[Opening QUOTED PASSAGE section]
Node.js Streams Pattern | harness-claude

Stats

Actions

Tags

Node.js Streams Pattern | harness-claude

Node.js Streams Pattern

Process large data efficiently using Node.js Readable, Writable, and Transform streams

When to Use

Processing files or data too large to fit in memory
Building data pipelines that transform data in stages
Streaming HTTP responses or file uploads
Implementing backpressure-aware data processing

Instructions

Read a file as a stream:

import { createReadStream } from 'node:fs';
import { pipeline } from 'node:stream/promises';

const readable = createReadStream('large-file.csv', { encoding: 'utf-8' });

for await (const chunk of readable) {
  processChunk(chunk);
}

Pipeline for stream composition (handles errors and cleanup):

import { createReadStream, createWriteStream } from 'node:fs';
import { createGzip } from 'node:zlib';
import { pipeline } from 'node:stream/promises';

await pipeline(createReadStream('input.json'), createGzip(), createWriteStream('output.json.gz'));

Transform stream for data processing:

import { Transform } from 'node:stream';

const uppercase = new Transform({
  transform(chunk, encoding, callback) {
    this.push(chunk.toString().toUpperCase());
    callback();
  },
});

await pipeline(createReadStream('input.txt'), uppercase, createWriteStream('output.txt'));

Object mode streams for JSON processing:

import { Transform } from 'node:stream';

const filterActive = new Transform({
  objectMode: true,
  transform(user, encoding, callback) {
    if (user.isActive) this.push(user);
    callback();
  },
});

Readable from async generator:

import { Readable } from 'node:stream';

async function* generateRecords() {
  for (let i = 0; i < 1_000_000; i++) {
    yield { id: i, value: Math.random() };
  }
}

const readable = Readable.from(generateRecords());

HTTP streaming response:

import { createReadStream } from 'node:fs';

app.get('/download', (req, res) => {
  res.setHeader('Content-Type', 'application/octet-stream');
  const stream = createReadStream('large-file.zip');
  stream.pipe(res);

  stream.on('error', (err) => {
    res.status(500).end('Error reading file');
  });
});

Line-by-line processing:

import { createReadStream } from 'node:fs';
import { createInterface } from 'node:readline';

const rl = createInterface({
  input: createReadStream('data.csv'),
  crlfDelay: Infinity,
});

for await (const line of rl) {
  const [name, email] = line.split(',');
  await processUser({ name, email });
}

Always use pipeline instead of .pipe() — pipeline handles error propagation and cleanup:

// Bad: errors not propagated, streams not cleaned up
readable.pipe(transform).pipe(writable);

// Good: errors propagated, streams destroyed on error
await pipeline(readable, transform, writable);

Details

Streams process data in chunks without loading the entire dataset into memory. A 10GB file can be processed with a 64KB buffer.
[Closing QUOTED PASSAGE section]
- [EXERCISE DESCRIPTION]:
Transcribe the portion of the Node.js streams page between "Always use pipeline" and "a 64KB buffer.", inclusive, without altering any character.
[Opening SOURCE INFORMATION section]
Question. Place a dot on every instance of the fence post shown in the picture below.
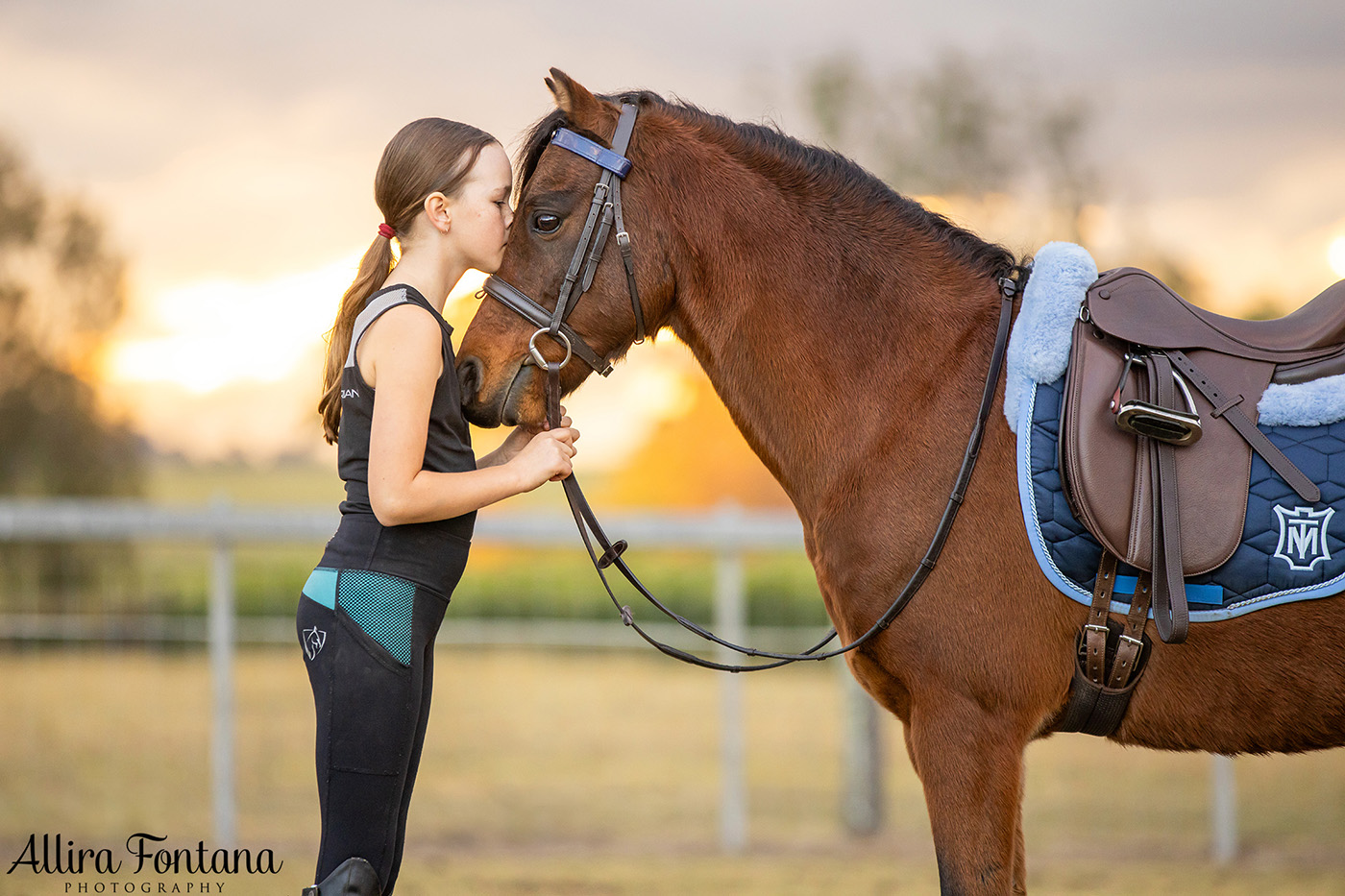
(221, 624)
(861, 799)
(1223, 811)
(729, 613)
[Closing SOURCE INFORMATION section]
- [WRITTEN SOLUTION]:
Always use pipeline instead of .pipe() — pipeline handles error propagation and cleanup:

// Bad: errors not propagated, streams not cleaned up
readable.pipe(transform).pipe(writable);

// Good: errors propagated, streams destroyed on error
await pipeline(readable, transform, writable);

Details

Streams process data in chunks without loading the entire dataset into memory. A 10GB file can be processed with a 64KB buffer.